[Excerpts from a point labeling dataset]
- - -

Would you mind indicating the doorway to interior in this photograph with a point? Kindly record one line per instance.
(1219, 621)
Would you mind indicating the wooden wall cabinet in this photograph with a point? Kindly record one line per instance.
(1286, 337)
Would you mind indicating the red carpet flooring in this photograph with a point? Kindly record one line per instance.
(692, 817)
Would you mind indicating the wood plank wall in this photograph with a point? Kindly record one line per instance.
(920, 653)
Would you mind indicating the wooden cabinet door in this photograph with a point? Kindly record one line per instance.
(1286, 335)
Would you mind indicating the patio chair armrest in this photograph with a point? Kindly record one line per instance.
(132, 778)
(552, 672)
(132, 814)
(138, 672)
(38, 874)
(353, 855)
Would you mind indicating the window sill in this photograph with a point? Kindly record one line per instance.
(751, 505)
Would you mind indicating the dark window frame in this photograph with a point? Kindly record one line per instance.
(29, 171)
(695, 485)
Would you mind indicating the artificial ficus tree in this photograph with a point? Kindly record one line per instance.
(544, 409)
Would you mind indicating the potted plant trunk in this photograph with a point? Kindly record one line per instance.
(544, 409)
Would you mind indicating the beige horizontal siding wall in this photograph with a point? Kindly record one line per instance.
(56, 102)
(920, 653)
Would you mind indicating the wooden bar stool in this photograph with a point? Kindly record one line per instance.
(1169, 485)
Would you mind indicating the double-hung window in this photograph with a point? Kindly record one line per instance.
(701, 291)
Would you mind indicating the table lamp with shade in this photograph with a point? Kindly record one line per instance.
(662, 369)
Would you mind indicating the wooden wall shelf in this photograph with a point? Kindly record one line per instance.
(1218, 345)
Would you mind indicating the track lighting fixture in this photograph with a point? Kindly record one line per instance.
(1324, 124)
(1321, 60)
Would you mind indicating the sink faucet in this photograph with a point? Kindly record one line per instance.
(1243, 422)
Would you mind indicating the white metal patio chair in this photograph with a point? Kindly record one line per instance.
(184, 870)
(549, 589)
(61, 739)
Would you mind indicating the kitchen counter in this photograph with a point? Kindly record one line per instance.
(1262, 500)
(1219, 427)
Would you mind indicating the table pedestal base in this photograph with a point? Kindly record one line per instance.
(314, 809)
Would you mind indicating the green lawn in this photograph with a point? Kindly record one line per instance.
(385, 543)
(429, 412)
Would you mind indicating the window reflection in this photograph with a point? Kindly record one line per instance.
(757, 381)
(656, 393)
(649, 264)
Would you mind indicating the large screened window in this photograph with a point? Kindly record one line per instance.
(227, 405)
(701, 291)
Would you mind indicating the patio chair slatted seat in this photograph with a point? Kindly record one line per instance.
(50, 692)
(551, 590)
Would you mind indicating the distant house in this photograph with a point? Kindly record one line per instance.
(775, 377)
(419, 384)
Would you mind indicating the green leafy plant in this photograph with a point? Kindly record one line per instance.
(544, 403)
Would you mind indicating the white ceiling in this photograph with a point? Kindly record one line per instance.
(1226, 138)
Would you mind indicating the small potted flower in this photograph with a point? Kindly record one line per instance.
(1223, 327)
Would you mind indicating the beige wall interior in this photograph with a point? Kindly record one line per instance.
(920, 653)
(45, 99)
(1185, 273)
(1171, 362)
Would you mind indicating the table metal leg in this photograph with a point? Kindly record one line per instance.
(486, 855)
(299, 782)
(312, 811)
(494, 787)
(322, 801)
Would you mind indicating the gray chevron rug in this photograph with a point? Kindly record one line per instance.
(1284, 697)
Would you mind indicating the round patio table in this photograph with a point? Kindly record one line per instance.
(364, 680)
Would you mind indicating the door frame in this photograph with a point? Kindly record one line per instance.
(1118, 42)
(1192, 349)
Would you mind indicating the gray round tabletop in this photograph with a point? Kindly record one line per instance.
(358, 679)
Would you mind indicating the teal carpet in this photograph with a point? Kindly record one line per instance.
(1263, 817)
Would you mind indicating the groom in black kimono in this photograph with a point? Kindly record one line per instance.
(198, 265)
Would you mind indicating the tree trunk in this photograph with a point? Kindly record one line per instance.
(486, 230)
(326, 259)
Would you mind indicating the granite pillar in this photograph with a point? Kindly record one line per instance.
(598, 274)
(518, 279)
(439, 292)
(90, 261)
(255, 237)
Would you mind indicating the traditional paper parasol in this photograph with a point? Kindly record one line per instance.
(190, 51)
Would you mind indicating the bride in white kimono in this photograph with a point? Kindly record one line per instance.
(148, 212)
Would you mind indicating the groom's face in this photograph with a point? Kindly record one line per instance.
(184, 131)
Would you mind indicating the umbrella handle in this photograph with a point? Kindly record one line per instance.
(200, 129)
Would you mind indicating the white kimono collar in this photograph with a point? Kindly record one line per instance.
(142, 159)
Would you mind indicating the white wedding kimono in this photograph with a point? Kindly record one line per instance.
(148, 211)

- - -

Express every line of the data above as a JSON list of strings, one string per line, leaving out any blank lines.

Answer to the task =>
[
  "Would you mind indicating the doorway to interior in this photograph with a point? Kindly record one line per instance.",
  "(1219, 621)",
  "Would you mind indicating the wooden wall cabinet in this photograph with a point? Kindly record one line per instance.",
  "(1286, 337)",
  "Would you mind indicating the red carpet flooring in this photograph with a point? Kindly record one line per instance.",
  "(692, 817)",
  "Would you mind indicating the wood plank wall in this photograph with a point? Kindly record one line per instance.",
  "(920, 653)",
  "Would you mind indicating the wooden cabinet door in this photograph with a point? Kindly record one line per instance.",
  "(1286, 335)",
  "Would you mind indicating the patio chair armrest in this photograph with a point? Kindly record one line per instance.",
  "(132, 778)",
  "(552, 672)",
  "(132, 814)",
  "(138, 672)",
  "(38, 874)",
  "(353, 855)",
  "Would you mind indicating the window sill in this photograph with a point? Kindly record one line per instance.",
  "(751, 505)",
  "Would you mind indicating the dark window frame in this photograph with a point? Kindly record one line per instance.",
  "(29, 171)",
  "(695, 485)",
  "Would you mind indicating the artificial ficus tree in this photograph with a point? Kindly record one line per instance.",
  "(544, 409)",
  "Would you mind indicating the potted plant trunk in this photograph with a point? Kindly record one line per instance.",
  "(544, 409)",
  "Would you mind indicating the beige horizontal siding wall in this photograph with a point? Kindly record one line per instance.",
  "(56, 102)",
  "(920, 653)",
  "Would you mind indicating the wooden bar stool in this photograph with a point? Kindly record one line per instance.",
  "(1169, 485)",
  "Would you mind indicating the double-hung window in this photograph with a point? Kindly record one line per instance.",
  "(701, 291)",
  "Would you mind indicating the table lamp with shade in this photograph with a point? Kindly record one line per instance.",
  "(662, 369)",
  "Would you mind indicating the wooden wall shelf in this photograph with a point? Kindly record one line per instance.",
  "(1218, 345)",
  "Would you mind indicating the track lighting fixture in this photograph with a point? Kindly record one line per instance.",
  "(1324, 124)",
  "(1321, 60)",
  "Would you mind indicating the sink faucet in this photograph with a point? Kindly record one line per instance.",
  "(1243, 422)",
  "Would you mind indicating the white metal patio chair in this photograph with a point? Kindly record one line per instance.",
  "(184, 870)",
  "(549, 589)",
  "(61, 739)",
  "Would you mind indicating the kitchen counter in this photograph with a point? Kindly record one line per instance.",
  "(1262, 500)",
  "(1219, 427)",
  "Would you mind indicating the table pedestal base in this photograph with a point? Kindly record one line per instance.",
  "(314, 809)",
  "Would you mind indicating the green lawn in this photograph with a point? Kindly record one line per instance.",
  "(385, 543)",
  "(429, 412)",
  "Would you mind indicating the window reflection in this photograph with a point? Kindly record one line per instance.",
  "(757, 381)",
  "(656, 393)",
  "(649, 264)",
  "Would you mind indicating the large screened window in this photograph with a point? Kindly record one line per instance.",
  "(227, 405)",
  "(701, 291)",
  "Would you mind indicating the patio chair slatted seat in this photograph with a point? Kindly record one line per instance.",
  "(50, 692)",
  "(551, 590)",
  "Would you mind indicating the distant house in this photograph with a point? Kindly record one line per instance.",
  "(775, 377)",
  "(419, 384)",
  "Would you mind indicating the green leafy plant in this photograph with a point? Kindly record one line per instance.",
  "(544, 403)",
  "Would you mind indicating the white ceiling in this photograph with a point? Kindly record one line per instance.",
  "(1226, 138)",
  "Would you mind indicating the small potted flower in this photograph with a point? Kindly record one line per instance.",
  "(1223, 327)",
  "Would you mind indicating the beige wall interior in this photograph with a point? Kindly record one line per instance.",
  "(920, 653)",
  "(45, 99)",
  "(1185, 273)",
  "(1171, 362)",
  "Would you mind indicating the table metal leg in this photograph with a point? Kindly record one line per instance.",
  "(486, 855)",
  "(299, 782)",
  "(312, 811)",
  "(494, 787)",
  "(322, 801)",
  "Would you mind indicating the gray chevron rug in this photograph with a point? Kindly record one line per instance.",
  "(1284, 697)",
  "Would you mind indicating the round patio table in this photograph with a point? Kindly record one line per instance.",
  "(364, 680)",
  "Would you mind indicating the door frame in this photograph with a point? Kindly record one line per instance.",
  "(1118, 42)",
  "(1192, 349)",
  "Would you mind indicating the gray round tabletop in this photograph with a point? Kindly record one line per instance.",
  "(358, 679)",
  "Would you mind indicating the teal carpet in this photograph with a point? Kindly record one line per instance.",
  "(1263, 817)",
  "Would you mind indicating the groom in black kimono in this photograph with a point? Kindly record one line per instance.",
  "(198, 265)",
  "Would you mind indicating the tree trunk in this photograph with a point? Kindly record one line per instance.",
  "(486, 230)",
  "(326, 259)",
  "Would you mind indicating the granite pillar in this photograph with a point? Kindly record one line per instance.",
  "(598, 274)",
  "(518, 279)",
  "(439, 292)",
  "(90, 261)",
  "(255, 237)",
  "Would you mind indicating the traditional paper parasol in this photograph with a point? Kindly record one line per instance.",
  "(190, 51)",
  "Would you mind indicating the bride in white kimono in this photograph with a point? Kindly record one line per instance.",
  "(148, 212)",
  "Would you mind indicating the groom's face in this photograph with a point? Kindly record one line per instance.",
  "(184, 131)",
  "Would you mind indicating the umbrella handle in this photograph with a point? Kindly record one line per instance.",
  "(200, 129)",
  "Would you mind indicating the white kimono collar in this photograph with a point? Kindly record one line per instance.",
  "(142, 159)",
  "Would you mind indicating the white wedding kimono in this photograph with a point? Kindly record one line per instance.",
  "(148, 211)"
]